- _Problem_
Repeat precisely, and only, the lines between the line containing "# test: mark one point on the white window" and the end of the listing below, both ends included.

- _Records from a dataset_

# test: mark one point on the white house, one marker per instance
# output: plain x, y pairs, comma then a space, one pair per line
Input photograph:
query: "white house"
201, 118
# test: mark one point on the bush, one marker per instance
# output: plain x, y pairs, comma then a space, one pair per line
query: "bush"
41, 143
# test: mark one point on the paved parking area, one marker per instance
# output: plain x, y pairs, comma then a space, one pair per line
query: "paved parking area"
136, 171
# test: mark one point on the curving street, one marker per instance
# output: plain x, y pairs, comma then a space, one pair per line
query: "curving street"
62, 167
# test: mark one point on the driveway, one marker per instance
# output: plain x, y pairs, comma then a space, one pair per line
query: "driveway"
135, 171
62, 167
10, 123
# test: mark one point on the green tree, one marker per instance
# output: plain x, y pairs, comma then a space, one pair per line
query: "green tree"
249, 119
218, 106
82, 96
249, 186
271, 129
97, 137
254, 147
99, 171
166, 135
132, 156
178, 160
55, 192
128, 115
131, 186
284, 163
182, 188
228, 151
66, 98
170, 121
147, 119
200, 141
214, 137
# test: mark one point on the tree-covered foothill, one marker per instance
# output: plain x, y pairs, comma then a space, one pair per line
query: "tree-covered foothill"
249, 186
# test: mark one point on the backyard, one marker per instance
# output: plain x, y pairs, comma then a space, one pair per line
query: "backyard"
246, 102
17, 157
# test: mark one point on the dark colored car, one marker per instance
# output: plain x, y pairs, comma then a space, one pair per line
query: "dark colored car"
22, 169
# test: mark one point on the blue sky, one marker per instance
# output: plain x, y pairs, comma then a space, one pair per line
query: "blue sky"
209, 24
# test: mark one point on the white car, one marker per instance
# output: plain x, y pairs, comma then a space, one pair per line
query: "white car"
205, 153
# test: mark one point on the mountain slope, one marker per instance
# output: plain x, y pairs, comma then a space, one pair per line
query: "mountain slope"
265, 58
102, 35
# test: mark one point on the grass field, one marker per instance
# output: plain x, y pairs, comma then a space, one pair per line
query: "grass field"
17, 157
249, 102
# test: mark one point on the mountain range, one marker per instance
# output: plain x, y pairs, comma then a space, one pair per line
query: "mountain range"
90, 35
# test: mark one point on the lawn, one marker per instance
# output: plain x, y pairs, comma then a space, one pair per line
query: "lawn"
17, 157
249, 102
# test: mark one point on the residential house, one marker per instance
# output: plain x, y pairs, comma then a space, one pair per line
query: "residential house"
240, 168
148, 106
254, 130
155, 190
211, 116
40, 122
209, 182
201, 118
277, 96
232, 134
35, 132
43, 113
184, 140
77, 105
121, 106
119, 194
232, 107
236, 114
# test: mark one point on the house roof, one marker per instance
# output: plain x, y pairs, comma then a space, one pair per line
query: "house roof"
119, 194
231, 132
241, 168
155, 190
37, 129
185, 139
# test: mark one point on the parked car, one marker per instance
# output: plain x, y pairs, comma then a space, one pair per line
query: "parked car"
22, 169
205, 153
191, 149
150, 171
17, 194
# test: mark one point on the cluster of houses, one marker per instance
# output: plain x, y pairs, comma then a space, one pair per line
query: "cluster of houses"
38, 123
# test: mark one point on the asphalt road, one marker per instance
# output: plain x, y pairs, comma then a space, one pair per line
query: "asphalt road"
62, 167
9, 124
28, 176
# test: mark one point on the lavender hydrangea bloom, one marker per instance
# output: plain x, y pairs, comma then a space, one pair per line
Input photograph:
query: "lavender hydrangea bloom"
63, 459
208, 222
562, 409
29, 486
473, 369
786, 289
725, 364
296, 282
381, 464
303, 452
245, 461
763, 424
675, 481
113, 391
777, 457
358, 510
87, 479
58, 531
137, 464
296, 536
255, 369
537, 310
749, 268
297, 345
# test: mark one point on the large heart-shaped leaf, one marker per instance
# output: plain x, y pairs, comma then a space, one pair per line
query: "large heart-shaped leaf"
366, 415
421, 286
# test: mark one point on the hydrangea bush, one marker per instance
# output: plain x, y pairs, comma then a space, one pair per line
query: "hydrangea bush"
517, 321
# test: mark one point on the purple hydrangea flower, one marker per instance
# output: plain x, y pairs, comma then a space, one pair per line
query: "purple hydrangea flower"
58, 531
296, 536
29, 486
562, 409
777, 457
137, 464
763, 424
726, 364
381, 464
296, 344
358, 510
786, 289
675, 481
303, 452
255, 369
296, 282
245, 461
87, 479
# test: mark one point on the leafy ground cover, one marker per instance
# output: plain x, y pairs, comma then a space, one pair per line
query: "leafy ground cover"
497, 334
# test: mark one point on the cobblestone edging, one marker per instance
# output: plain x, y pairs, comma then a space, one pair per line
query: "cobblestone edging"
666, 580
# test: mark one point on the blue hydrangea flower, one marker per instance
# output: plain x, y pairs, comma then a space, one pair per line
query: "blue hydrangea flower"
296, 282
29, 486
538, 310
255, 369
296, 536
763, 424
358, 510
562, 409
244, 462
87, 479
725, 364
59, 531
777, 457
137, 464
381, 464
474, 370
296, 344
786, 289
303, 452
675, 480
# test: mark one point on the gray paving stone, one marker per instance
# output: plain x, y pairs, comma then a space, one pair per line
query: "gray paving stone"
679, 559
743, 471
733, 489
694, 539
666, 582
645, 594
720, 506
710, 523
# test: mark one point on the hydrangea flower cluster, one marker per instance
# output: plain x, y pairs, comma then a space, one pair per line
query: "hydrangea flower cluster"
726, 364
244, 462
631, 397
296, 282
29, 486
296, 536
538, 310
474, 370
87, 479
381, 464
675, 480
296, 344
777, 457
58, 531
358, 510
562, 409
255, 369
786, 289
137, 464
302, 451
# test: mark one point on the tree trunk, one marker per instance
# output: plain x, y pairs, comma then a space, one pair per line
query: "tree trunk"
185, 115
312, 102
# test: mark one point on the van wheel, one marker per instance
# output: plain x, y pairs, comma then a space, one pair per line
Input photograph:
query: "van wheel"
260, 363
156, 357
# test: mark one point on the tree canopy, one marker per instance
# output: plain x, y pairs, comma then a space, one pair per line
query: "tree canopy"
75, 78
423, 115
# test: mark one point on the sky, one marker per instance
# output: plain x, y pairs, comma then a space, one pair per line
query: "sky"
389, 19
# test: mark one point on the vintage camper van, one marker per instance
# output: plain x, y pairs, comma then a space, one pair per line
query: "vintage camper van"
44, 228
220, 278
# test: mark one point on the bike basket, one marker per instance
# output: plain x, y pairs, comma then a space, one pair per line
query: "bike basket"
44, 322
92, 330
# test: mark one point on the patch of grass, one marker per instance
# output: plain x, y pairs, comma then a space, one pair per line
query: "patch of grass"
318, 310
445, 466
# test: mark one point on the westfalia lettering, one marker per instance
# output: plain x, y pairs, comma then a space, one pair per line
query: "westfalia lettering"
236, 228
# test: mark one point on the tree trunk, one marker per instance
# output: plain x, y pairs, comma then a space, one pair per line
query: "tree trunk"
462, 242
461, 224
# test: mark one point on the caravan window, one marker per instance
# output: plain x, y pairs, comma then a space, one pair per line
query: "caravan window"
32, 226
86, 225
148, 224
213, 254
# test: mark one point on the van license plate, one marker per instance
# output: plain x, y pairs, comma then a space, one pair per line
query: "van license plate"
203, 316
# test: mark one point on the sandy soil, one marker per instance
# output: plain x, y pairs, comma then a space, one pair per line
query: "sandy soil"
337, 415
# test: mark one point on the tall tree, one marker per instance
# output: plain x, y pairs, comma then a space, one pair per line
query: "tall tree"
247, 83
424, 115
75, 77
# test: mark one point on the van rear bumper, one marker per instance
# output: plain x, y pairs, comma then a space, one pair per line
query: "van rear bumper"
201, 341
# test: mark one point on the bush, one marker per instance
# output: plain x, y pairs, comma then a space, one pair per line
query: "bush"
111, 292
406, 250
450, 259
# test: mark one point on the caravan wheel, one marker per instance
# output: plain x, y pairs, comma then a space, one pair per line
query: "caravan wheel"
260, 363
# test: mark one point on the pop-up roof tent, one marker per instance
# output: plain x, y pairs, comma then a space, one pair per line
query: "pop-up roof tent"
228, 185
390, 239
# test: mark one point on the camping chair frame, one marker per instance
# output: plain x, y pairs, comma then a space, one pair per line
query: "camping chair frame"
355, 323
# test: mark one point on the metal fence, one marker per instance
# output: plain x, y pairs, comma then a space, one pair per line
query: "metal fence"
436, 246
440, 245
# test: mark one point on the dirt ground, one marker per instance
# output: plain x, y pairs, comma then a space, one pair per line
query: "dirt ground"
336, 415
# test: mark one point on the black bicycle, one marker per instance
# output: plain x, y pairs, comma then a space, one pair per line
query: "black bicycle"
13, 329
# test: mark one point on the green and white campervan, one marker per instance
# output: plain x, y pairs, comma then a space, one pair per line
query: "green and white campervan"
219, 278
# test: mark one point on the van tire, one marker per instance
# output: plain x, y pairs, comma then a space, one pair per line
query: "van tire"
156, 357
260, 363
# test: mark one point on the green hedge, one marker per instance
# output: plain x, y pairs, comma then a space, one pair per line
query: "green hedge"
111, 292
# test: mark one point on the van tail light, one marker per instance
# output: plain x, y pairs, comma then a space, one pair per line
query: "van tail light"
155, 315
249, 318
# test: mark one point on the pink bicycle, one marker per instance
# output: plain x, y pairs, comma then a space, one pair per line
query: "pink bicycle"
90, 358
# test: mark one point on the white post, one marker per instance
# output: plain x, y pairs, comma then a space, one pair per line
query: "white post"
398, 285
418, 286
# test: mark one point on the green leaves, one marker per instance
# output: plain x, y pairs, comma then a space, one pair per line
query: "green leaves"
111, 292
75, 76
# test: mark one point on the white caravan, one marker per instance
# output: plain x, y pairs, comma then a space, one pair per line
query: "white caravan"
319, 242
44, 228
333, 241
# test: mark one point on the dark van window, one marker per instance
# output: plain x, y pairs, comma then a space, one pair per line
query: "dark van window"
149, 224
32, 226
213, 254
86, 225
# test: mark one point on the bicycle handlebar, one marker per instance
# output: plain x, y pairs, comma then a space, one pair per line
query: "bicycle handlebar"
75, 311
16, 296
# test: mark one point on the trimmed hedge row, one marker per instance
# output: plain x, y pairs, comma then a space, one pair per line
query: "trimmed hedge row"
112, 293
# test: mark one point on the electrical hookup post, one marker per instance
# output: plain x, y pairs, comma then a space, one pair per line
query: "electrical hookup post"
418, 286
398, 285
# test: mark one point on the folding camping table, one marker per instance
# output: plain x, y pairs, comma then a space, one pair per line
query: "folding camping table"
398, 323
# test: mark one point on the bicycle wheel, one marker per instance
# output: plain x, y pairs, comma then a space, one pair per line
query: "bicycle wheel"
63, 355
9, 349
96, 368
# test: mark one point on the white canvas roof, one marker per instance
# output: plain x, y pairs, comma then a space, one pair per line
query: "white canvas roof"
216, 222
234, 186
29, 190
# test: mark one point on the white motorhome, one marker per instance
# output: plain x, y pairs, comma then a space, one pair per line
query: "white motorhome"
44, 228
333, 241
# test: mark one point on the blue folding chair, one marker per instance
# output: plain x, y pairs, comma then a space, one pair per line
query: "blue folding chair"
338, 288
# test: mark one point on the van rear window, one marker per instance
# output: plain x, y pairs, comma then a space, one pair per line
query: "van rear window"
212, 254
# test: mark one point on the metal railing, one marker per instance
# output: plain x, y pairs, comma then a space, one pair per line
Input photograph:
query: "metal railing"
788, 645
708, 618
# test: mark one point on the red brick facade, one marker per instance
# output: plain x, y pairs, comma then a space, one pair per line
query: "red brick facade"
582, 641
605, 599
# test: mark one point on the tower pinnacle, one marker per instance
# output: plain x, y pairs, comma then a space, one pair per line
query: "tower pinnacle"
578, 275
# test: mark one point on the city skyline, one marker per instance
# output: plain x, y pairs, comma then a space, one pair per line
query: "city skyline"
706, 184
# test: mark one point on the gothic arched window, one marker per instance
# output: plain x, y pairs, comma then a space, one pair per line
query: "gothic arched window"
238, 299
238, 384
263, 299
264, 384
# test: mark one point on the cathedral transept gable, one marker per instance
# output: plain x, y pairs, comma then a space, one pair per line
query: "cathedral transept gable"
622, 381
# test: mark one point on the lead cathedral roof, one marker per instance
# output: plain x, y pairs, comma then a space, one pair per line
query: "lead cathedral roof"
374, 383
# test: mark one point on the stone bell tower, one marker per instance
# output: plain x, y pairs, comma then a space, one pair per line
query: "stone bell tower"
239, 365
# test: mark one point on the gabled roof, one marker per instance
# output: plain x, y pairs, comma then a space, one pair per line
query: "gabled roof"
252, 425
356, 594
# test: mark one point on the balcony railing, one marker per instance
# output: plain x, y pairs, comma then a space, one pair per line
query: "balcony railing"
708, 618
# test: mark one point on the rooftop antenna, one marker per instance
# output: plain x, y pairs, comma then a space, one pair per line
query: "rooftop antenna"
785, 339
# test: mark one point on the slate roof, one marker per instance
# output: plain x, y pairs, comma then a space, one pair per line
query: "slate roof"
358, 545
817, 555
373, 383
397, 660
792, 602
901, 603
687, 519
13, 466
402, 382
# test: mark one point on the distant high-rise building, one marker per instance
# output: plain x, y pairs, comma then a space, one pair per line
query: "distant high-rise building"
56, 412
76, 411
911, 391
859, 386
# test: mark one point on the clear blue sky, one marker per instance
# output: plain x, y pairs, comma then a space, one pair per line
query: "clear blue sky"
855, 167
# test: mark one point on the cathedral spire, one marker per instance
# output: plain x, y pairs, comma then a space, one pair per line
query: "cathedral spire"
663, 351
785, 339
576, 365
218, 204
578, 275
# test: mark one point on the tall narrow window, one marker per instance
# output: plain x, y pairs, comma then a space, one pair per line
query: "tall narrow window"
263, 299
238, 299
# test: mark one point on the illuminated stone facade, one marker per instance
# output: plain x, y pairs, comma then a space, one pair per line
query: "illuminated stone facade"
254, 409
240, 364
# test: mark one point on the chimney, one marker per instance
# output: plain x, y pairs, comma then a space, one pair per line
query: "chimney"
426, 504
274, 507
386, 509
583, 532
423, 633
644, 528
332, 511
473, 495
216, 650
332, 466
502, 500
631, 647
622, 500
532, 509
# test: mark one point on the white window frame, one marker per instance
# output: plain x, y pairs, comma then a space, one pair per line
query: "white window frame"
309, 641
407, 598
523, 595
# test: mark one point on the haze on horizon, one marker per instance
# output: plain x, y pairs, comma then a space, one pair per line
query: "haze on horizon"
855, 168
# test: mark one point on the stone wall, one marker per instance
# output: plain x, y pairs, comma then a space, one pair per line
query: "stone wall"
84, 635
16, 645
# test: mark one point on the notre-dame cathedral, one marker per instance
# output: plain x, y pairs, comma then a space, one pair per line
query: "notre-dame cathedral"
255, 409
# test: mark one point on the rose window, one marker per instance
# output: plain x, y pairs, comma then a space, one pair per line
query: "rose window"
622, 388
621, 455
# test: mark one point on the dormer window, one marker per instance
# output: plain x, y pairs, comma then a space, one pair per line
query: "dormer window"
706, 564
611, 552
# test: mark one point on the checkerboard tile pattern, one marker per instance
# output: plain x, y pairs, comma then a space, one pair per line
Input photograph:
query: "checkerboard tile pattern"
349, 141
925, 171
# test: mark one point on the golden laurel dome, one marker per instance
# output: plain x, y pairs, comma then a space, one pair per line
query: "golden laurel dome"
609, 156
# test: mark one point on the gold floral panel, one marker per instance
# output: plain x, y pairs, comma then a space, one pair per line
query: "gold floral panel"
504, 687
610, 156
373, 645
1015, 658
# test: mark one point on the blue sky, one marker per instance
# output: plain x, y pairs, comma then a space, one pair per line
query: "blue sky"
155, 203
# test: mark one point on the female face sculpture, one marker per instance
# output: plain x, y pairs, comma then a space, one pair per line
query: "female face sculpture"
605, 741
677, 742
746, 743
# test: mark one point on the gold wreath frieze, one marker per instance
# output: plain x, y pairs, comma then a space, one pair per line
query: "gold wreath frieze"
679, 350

- _Problem solution_
# test: mark one point on the white window frame, one marker per instance
# output: plain x, y pairs, comma then a space, one pair per line
query: "white window frame"
309, 641
407, 598
523, 595
# test: mark one point on the haze on horizon, one marker per instance
# output: plain x, y pairs, comma then a space, one pair per line
query: "haze on horizon"
855, 168
# test: mark one point on the stone wall, one marker per instance
# output: plain x, y pairs, comma then a space, one pair per line
query: "stone wall"
84, 635
16, 645
# test: mark one point on the notre-dame cathedral, one marker per instance
# output: plain x, y pairs, comma then a space, one pair per line
query: "notre-dame cathedral"
255, 409
# test: mark one point on the rose window, one marker per instance
# output: plain x, y pairs, comma then a space, one pair per line
query: "rose window"
622, 388
621, 455
# test: mark one point on the dormer window, one marker per instance
# output: plain x, y pairs, comma then a space, one pair per line
query: "dormer window"
706, 564
611, 552
# test: mark one point on the checkerboard tile pattern, one marker per instance
# output: plain x, y pairs, comma then a space, one pair per line
Input photograph:
query: "checkerboard tile pattern"
349, 141
925, 171
# test: mark one point on the golden laurel dome, one marker per instance
# output: plain x, y pairs, comma then a space, one pair per line
query: "golden laurel dome"
609, 156
# test: mark one point on the gold floral panel, one marker per instance
# output: plain x, y pairs, comma then a space, one pair per line
query: "gold floral panel"
504, 687
610, 156
373, 645
1015, 658
# test: mark one point on the blue sky, one marker per instance
# output: plain x, y pairs, comma then a space, one pair per line
query: "blue sky"
155, 203
# test: mark one point on the female face sculpture, one marker per instance
# output: plain x, y pairs, comma then a space, one pair per line
query: "female face sculpture"
605, 741
677, 742
746, 743
# test: mark one point on the gold wreath frieze, one marker per instance
# output: plain x, y pairs, comma then a space, one pair per line
query: "gold wreath frieze"
679, 350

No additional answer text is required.